**Document passage**
------------------------

“My fellow Americans, ask not what your country can do for you, ask what you can do for your country.”
These are the unforgettable words said by John Fitzgerald Kennedy, America’s youngest man to ever be elected president. And the youngest to die in office.
In 1963, Kennedy was trying to mend together the Texas Democratic Party before the 1964 presidential election in which he was hoping to run for a second term. Vice President Lyndon Johnson and his wife had accompanied Kennedy as well.
Fifty years ago on this day, JFK was riding in a car with his wife Jackie beside him and Texas’ governor John B. Connally seated in the front of the car. As they rode past a friendly crowd through the streets in Dallas, three gunshots suddenly rang out. Kennedy immediately slumped down, two hits in the neck and head. Connally had been hit by a bullet in the back. Jackie Kennedy held her husband’s head in her lap as the car raced to the nearest hospital.
Doctors tried to desperately save the president’s life but it was too late. Kennedy had no chance of survival. He died at Parkland Hospital at 1:00p.m. on Nov. 22, 1963. However, Governor Connally who was seriously injured soon recovered. Vice President Johnson took the Presidential oath soon after Kennedy’s death, making him the 36th President of the United States.
Lee Harvey Oswald was arrested and charged with the murders of President Kennedy. He was also charged with the murder of J. D. Tippit, a Dallas policeman, while trying to resist arrest. Two days later after the assassination, Oswald was scheduled to be taken from the Dallas city jail to the county jail. A large crowd watched him as he was being taken to a car when suddenly a man named Jack Ruby “Rubinstein” stepped out of the crowd and shot Oswald dead. The assassination of Oswald was televised nationwide having all of America witness.
There are many controversies and conspiracies to JFK’s assassination such as who was the killer and where the gunshots came from. Some say that the gunshots were heard on the sixth floor of a Texas School Book Depository, a building along the route of the President’s car ride, yet others say the shots were fired from two different locations. Another conspiracy was that Oswald had not acted alone and that there was more than one gunman. Because of how quickly Kennedy’s assassin was and the unexpected death of Oswald, some suspected that the government and the Soviets were somehow involved.
To this day, America still mourns the death of a beloved father, son, war hero, and president. President Barack Obama noted, “Today and in the decades to come, let us carry his legacy forward.” America will always remember John F. Kennedy.

------------------------

**What the exercise asks**
Write out the part of the article on the Kennedy assassination above that begins at the words "There are many" and stops after the words "were somehow involved.".

[Items from a dataset]
------------------------

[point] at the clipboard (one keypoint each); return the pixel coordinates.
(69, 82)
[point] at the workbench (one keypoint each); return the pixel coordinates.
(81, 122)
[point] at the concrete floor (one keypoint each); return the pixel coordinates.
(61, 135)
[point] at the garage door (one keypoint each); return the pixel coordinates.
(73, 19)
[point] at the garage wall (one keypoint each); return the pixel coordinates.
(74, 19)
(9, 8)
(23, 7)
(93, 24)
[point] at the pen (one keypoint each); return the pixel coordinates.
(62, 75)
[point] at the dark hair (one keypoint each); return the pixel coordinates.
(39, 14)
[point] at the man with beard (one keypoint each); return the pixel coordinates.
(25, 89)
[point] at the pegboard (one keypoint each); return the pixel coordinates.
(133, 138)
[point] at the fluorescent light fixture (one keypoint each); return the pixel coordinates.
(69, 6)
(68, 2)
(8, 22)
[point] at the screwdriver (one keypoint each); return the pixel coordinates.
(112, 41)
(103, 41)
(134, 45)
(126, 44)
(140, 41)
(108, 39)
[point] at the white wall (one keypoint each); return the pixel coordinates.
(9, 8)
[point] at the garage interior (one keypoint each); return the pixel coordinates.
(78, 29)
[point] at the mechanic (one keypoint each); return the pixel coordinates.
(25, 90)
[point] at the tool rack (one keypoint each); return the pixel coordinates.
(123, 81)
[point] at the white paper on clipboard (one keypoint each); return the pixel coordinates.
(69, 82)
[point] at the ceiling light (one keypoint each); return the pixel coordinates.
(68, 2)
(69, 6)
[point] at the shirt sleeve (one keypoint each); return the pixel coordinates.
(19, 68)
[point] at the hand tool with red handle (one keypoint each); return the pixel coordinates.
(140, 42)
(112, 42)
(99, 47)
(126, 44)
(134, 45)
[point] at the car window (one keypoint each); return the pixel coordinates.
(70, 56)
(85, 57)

------------------------

**Output of the task**
There are many controversies and conspiracies to JFK’s assassination such as who was the killer and where the gunshots came from. Some say that the gunshots were heard on the sixth floor of a Texas School Book Depository, a building along the route of the President’s car ride, yet others say the shots were fired from two different locations. Another conspiracy was that Oswald had not acted alone and that there was more than one gunman. Because of how quickly Kennedy’s assassin was and the unexpected death of Oswald, some suspected that the government and the Soviets were somehow involved.